> [PASSAGE SHOWN]
Proximal mappings and the Douglas-Rachford algorithm

I discuss basics on proximal splitting schemes for convex optimization. The main motivation is to provide background for the methods used in 'Optimal Transport with Proximal Spliting' by Papadakis et al to solve Benamou-Brenier's formulation of the Wasserstein-2 distance.

Proximal Algorithms

We develop algorithms aiming to solve the problem

\[\min_{x \in \mathcal{H}} f(x) + g(x)\]

where \(f\) and \(g\) are assumed to be proper convex closed functions. The main motivation to survey these methods comes from reading the article ‘Optimal Transport with Proximal Splitting’ by Papadakis et al . Since these derivations are not discussed in the paper, I found the monograph of Parikh and Boyd as well as the Dirk Lorenz’s regularize blog to be particularly useful.

Definitions

Definition 1: A function is said to be closed if its epigraph (area over the curve) is closed.

Definition 2: A function is proper convex if it is convex, doesn’t attain the value \(-\infty\), and is not identically \(\infty\).

Operators

An relation or operator \(T\) is a subset of \(\mathbb{R}^n \times \mathbb{R}^n\). In other words, it is a multivalued function from \(\mathbb{R}^n\) to \(\mathbb{R}^n \times \mathbb{R}^n\). When we say \(Tx\) we mean the set \(\{y: (x, y) \in T\}\). A function naturally induces a relation by the set \((x, f(x))\) with \(x \in \mathrm{dom}f\).
Convexity implies the operators \(\partial f\) and \(\partial g\) are monotone, meaning that for all \(y_1 \in \partial f(x_1)\) and \(y_2 \in \partial f(x_2)\), then

\((y_1 - y_2)^\top (x_1 - x_2) \geq 0\) an operator is maximal if it cannot be covered as a set in \(\mathbb{R}^n \times \mathbb{R}^n\).

> [WHAT YOU WILL DO]
• 1. Retype everything in the proximal algorithms post from "Definition 1: A" down to "not identically \(\infty\).".
• 2. In the proximal algorithms post, what makes a function closed?

> [DATA EXCERPTS]
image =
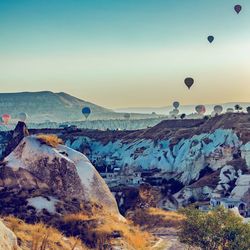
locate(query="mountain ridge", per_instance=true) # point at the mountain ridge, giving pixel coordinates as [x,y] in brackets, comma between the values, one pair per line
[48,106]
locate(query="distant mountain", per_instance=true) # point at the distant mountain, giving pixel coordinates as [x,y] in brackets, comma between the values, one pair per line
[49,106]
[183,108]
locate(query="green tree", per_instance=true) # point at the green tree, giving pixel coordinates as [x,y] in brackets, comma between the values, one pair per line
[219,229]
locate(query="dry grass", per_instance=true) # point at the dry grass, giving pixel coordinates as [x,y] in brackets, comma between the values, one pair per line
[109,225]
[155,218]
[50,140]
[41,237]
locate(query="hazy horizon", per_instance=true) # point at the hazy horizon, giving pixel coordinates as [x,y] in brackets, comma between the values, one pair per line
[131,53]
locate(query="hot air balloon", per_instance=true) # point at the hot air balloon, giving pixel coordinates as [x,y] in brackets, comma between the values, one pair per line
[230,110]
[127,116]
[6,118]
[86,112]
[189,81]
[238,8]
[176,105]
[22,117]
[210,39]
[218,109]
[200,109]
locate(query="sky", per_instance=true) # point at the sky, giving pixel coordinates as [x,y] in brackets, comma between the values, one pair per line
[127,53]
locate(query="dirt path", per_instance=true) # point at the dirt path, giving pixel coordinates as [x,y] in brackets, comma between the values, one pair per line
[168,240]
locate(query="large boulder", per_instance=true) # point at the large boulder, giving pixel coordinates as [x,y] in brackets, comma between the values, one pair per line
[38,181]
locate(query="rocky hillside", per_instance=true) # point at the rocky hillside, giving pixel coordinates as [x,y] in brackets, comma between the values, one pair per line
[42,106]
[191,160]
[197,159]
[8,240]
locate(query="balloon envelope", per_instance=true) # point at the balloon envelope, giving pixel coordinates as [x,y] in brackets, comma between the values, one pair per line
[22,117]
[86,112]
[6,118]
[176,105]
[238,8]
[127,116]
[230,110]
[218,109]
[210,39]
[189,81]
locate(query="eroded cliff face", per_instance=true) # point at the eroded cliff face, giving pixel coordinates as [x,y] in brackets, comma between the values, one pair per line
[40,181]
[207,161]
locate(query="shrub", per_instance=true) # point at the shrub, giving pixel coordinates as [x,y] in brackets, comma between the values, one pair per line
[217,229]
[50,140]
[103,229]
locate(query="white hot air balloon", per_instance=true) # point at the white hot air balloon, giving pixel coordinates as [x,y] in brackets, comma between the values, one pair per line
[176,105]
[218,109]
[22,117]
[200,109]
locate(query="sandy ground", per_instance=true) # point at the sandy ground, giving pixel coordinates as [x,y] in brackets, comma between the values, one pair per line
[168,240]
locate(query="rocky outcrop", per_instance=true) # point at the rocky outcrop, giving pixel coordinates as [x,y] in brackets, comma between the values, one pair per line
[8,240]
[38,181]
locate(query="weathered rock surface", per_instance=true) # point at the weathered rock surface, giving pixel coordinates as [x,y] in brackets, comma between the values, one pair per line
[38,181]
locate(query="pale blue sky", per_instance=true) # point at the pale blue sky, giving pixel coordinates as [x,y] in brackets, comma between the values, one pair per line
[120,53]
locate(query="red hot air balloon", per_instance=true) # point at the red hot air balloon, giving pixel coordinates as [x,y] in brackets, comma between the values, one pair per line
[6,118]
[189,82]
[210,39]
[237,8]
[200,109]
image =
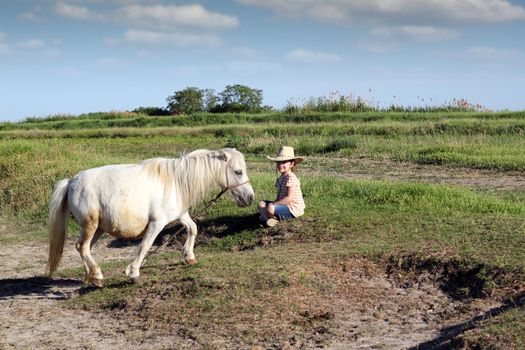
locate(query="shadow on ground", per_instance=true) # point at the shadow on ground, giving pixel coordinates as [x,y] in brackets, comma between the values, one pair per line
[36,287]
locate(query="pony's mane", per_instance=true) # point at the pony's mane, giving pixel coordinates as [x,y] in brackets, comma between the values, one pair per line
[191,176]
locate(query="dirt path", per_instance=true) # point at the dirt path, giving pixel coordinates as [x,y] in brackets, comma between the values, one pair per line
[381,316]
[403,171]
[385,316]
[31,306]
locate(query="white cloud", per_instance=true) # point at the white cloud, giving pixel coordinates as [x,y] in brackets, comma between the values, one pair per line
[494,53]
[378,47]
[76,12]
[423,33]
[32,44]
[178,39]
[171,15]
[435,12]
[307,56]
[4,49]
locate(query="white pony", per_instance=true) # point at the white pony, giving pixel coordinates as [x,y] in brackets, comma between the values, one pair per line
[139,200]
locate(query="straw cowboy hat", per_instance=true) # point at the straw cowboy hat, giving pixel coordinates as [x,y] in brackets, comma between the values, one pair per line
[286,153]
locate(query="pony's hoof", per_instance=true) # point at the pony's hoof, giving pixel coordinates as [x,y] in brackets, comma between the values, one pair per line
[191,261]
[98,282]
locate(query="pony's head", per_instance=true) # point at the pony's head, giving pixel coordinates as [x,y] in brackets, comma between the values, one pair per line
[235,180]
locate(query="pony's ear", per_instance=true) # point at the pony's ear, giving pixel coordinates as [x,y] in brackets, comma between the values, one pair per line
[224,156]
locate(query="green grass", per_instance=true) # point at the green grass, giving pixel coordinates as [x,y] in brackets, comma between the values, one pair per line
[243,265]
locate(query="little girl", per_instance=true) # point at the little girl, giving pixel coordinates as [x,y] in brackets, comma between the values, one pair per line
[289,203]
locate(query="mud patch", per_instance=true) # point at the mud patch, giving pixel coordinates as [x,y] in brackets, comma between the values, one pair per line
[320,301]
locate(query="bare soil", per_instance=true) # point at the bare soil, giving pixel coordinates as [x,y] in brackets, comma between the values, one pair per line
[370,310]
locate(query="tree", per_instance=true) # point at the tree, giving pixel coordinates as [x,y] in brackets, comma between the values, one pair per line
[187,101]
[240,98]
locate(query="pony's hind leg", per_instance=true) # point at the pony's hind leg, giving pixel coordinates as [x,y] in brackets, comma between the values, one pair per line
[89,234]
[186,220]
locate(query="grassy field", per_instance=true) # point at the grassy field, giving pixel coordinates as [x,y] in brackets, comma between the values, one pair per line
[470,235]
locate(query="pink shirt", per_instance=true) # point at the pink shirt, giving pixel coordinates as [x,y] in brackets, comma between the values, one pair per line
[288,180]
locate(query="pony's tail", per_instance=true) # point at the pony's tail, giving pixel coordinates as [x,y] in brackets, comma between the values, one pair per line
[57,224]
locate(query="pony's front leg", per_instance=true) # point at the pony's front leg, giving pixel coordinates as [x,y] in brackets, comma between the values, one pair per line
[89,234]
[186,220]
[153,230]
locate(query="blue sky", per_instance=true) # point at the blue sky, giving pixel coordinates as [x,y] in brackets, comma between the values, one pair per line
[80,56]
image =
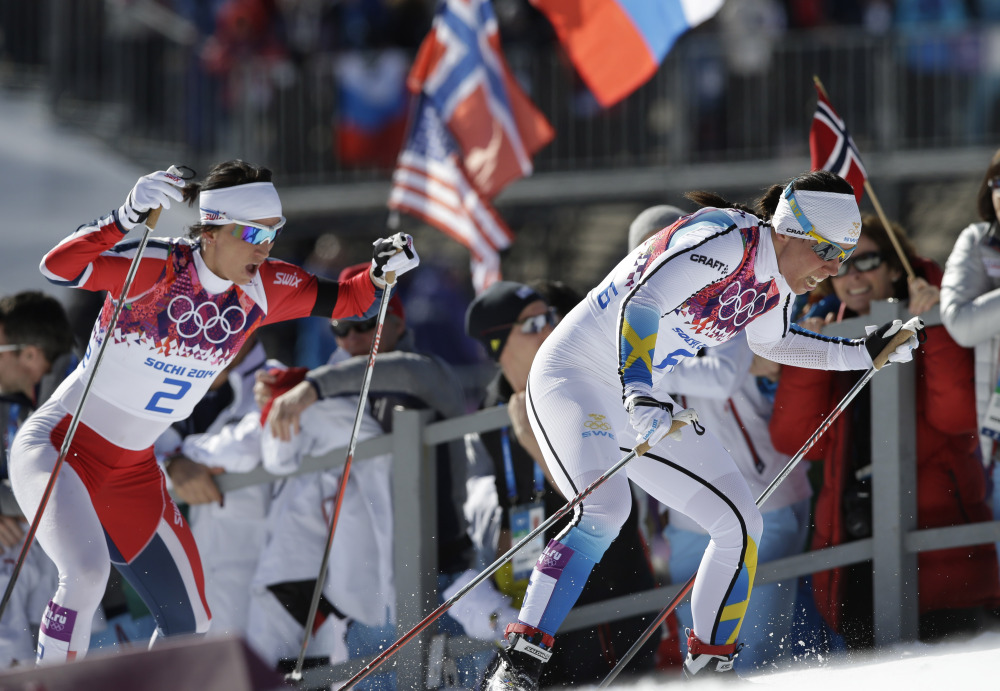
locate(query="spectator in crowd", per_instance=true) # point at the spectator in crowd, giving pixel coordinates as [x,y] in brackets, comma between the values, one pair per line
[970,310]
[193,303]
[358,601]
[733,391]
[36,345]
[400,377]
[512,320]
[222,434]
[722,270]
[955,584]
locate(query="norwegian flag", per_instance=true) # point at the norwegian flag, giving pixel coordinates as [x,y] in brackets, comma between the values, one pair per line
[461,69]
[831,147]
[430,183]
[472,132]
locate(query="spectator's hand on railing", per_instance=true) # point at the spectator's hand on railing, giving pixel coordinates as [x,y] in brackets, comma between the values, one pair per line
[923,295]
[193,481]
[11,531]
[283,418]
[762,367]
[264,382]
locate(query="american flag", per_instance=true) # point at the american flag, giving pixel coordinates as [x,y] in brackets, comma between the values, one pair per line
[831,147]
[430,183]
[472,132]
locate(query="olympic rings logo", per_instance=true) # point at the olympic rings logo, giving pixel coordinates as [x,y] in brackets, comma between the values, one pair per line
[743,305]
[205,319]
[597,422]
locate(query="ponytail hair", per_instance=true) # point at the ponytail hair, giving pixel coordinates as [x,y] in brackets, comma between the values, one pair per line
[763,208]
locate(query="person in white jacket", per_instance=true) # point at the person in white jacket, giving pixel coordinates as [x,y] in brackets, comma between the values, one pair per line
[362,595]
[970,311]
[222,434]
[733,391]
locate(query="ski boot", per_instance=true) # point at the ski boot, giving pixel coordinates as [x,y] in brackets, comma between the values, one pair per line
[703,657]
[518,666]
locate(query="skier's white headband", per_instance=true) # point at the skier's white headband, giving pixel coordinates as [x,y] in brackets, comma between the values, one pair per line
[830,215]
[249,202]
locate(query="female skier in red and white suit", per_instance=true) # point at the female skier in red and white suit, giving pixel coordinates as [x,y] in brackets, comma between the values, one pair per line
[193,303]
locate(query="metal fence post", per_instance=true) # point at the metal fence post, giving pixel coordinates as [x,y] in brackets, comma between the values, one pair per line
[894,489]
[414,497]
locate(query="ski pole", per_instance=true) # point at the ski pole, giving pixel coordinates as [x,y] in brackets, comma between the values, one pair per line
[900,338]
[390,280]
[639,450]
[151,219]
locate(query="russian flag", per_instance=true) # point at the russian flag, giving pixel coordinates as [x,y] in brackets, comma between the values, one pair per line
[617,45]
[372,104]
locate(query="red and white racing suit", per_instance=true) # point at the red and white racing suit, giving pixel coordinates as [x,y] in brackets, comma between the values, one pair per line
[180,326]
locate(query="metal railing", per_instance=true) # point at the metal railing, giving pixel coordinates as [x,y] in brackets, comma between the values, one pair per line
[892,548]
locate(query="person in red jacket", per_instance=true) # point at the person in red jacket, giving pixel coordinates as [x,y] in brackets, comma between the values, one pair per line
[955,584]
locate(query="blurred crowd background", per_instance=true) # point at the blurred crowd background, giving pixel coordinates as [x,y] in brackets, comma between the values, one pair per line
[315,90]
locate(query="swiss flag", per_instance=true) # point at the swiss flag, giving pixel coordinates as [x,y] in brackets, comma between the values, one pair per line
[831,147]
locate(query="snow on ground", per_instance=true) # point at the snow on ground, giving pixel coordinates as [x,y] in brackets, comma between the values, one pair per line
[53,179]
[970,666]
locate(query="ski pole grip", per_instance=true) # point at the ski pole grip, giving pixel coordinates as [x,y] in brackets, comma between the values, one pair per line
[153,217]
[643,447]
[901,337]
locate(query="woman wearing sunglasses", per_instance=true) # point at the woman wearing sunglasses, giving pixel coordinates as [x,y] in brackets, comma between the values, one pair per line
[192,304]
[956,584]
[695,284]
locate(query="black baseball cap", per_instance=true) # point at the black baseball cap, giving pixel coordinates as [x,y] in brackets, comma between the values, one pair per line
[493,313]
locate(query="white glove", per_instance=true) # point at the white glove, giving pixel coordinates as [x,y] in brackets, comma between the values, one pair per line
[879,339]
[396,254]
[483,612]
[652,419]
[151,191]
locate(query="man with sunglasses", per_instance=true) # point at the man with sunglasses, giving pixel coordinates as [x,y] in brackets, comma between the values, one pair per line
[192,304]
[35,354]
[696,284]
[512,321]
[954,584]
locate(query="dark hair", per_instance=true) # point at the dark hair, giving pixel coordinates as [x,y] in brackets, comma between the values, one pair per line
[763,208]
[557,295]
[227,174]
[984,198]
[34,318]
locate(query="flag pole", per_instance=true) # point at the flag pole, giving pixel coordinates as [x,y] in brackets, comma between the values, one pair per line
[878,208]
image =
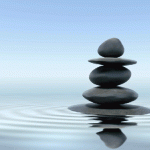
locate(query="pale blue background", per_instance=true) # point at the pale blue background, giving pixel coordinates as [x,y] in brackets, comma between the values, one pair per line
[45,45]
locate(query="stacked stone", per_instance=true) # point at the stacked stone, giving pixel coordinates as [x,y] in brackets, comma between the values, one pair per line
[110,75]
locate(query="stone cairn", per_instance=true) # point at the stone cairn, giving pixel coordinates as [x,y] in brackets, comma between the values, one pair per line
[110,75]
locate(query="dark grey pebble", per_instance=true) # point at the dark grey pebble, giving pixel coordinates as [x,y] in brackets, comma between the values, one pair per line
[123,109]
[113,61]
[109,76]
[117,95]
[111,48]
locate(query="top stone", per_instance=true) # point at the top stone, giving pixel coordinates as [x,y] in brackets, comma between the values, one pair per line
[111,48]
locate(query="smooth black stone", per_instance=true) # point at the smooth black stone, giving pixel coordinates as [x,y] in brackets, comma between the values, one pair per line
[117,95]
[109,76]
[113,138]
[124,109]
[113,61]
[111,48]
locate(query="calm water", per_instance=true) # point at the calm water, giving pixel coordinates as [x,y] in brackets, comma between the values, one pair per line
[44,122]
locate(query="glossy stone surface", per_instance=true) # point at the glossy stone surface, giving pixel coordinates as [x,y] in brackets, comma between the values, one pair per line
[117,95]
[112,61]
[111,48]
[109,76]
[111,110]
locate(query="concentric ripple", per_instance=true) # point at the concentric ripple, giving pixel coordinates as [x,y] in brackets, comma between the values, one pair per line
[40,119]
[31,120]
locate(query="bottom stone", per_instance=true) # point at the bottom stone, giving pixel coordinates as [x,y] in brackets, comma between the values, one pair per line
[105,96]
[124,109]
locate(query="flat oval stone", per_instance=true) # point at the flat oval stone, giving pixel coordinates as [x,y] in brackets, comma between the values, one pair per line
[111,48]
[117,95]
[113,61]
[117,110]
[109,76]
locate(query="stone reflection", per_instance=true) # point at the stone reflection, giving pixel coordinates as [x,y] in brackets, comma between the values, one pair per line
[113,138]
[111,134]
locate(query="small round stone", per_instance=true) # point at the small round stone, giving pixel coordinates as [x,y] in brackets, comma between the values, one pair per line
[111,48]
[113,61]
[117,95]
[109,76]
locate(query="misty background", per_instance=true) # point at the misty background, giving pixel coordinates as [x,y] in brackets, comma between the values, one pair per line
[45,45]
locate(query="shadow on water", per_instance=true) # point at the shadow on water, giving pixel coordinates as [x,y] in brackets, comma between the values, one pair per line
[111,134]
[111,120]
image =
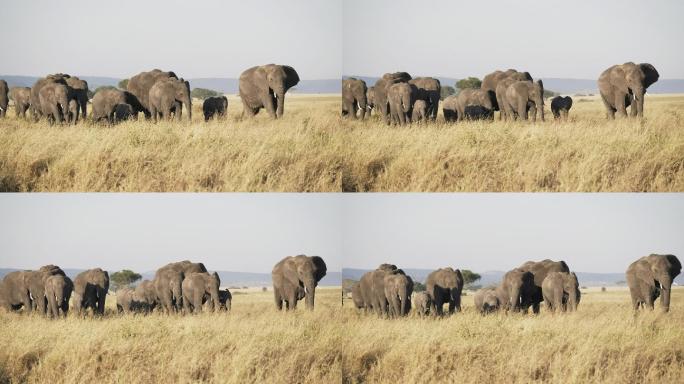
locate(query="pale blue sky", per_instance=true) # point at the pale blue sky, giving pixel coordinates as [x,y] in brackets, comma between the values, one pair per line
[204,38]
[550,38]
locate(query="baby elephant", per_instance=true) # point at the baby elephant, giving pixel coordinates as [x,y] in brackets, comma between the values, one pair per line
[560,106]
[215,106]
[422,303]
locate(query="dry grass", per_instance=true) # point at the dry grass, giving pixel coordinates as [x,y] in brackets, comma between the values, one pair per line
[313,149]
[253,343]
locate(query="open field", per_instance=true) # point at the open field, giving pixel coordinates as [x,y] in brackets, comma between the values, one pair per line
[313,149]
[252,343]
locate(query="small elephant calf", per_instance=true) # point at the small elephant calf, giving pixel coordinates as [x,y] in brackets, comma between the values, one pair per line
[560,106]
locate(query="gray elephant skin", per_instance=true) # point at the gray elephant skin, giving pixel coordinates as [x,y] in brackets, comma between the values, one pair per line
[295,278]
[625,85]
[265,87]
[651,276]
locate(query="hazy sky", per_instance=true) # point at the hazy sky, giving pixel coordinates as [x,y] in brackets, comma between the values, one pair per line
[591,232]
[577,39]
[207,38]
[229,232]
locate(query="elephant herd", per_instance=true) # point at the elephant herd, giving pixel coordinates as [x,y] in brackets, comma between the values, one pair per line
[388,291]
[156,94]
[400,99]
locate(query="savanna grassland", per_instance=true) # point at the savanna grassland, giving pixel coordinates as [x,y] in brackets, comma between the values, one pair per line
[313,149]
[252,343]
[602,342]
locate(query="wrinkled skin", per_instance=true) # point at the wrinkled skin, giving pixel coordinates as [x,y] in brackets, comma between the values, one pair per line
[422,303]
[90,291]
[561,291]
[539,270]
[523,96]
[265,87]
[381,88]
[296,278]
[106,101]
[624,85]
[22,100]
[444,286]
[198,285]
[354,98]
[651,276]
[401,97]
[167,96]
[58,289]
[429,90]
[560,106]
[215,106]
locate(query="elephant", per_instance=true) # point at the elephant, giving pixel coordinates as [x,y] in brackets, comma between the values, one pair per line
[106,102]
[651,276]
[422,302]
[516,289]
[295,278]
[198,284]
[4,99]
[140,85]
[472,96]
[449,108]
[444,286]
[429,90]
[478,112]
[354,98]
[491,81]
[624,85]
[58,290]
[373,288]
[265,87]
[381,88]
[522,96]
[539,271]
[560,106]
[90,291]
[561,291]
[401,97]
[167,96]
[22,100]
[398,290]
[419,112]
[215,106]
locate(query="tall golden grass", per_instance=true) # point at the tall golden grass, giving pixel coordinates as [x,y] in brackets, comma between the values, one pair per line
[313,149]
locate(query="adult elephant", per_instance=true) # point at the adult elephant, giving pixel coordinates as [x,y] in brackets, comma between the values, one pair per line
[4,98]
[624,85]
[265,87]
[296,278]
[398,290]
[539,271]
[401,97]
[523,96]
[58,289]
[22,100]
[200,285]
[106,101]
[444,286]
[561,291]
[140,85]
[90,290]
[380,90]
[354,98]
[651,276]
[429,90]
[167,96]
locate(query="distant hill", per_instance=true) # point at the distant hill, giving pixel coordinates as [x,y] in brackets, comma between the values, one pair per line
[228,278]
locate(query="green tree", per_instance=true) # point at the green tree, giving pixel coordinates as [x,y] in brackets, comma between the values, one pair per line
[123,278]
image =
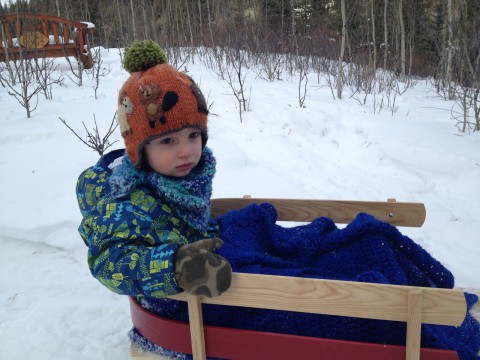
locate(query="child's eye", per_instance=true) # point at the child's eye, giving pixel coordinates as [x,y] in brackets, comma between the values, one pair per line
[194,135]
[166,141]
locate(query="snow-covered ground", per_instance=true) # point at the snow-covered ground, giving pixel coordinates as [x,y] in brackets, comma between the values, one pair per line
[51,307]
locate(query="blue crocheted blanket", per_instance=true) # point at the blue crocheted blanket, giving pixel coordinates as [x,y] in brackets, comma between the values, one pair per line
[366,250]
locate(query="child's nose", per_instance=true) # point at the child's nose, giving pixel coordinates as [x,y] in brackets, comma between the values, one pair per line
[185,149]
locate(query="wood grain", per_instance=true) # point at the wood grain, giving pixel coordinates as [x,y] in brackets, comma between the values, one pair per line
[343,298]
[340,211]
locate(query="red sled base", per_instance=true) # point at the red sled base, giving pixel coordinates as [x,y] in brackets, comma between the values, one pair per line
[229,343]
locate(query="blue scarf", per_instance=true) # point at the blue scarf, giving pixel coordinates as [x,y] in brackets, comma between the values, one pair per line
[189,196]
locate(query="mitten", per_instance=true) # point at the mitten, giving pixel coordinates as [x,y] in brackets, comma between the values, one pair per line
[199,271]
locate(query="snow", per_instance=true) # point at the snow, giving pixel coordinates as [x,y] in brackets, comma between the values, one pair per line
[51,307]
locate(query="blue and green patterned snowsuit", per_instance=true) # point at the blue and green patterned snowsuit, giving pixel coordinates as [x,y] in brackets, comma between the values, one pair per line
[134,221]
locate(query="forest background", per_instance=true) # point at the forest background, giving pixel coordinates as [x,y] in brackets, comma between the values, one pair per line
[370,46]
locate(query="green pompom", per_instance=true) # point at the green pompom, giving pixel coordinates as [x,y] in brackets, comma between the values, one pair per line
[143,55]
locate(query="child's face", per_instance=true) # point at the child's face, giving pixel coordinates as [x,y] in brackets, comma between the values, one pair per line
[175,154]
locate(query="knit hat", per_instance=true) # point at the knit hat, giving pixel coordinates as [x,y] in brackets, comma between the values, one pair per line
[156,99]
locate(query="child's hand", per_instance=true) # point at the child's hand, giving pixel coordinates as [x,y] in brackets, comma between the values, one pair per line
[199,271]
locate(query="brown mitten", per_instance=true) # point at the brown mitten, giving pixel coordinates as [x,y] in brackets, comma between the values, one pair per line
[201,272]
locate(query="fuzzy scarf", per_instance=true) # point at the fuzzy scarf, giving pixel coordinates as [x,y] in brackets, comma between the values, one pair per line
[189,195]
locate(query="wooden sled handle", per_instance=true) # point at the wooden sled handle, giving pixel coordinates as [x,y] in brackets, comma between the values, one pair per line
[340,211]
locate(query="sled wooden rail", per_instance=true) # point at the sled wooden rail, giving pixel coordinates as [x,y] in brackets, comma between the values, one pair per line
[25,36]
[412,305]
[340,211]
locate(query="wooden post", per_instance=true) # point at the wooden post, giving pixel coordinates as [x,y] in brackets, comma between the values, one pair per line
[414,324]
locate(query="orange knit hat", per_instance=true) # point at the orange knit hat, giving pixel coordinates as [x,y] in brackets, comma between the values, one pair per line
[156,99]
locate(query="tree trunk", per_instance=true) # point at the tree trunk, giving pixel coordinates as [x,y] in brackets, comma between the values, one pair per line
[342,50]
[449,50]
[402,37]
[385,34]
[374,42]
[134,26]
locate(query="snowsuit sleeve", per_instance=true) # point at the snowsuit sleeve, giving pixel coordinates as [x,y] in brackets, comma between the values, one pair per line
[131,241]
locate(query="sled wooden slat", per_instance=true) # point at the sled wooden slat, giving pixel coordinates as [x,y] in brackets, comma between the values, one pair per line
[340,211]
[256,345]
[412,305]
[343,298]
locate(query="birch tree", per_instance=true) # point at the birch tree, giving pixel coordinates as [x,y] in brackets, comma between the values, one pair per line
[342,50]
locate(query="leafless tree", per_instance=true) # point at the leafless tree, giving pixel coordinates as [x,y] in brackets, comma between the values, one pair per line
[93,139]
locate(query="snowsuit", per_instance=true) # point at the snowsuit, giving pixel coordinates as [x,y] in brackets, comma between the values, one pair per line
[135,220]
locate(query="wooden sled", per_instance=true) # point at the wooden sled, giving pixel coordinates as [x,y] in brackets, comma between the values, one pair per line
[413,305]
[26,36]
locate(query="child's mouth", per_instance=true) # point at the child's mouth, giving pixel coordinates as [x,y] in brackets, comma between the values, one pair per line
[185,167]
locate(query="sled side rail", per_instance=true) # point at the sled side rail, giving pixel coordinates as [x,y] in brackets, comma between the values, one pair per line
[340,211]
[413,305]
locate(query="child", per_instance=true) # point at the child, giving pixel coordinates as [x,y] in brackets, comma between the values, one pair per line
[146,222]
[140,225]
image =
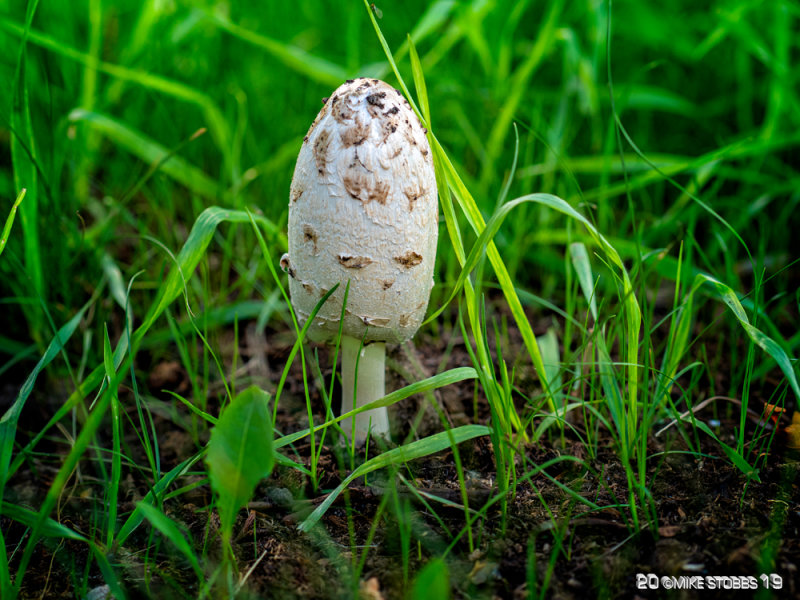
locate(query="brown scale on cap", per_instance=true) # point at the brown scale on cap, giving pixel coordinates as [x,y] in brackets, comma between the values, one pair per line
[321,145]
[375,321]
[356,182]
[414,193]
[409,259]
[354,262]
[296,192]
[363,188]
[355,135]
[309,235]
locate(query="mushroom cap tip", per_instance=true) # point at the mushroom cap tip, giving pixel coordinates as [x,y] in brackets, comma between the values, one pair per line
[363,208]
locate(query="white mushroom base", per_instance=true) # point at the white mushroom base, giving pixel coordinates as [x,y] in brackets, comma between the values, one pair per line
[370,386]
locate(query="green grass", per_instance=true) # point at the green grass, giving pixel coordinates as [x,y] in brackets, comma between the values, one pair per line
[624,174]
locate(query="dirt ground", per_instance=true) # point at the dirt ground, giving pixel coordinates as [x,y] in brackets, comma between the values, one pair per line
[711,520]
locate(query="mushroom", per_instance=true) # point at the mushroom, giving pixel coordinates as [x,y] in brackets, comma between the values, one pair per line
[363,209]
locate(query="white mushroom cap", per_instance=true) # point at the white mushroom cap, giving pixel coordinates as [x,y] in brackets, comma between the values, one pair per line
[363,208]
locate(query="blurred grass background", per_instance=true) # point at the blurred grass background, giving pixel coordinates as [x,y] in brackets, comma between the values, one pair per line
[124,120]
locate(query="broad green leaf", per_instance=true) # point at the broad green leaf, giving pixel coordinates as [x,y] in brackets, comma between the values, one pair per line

> [ANSWER SET]
• 1.
Definition 1: A function is said to be closed if its epigraph (area over the curve) is closed.

Definition 2: A function is proper convex if it is convex, doesn’t attain the value \(-\infty\), and is not identically \(\infty\).

• 2. Its epigraph, the area over the curve, is closed.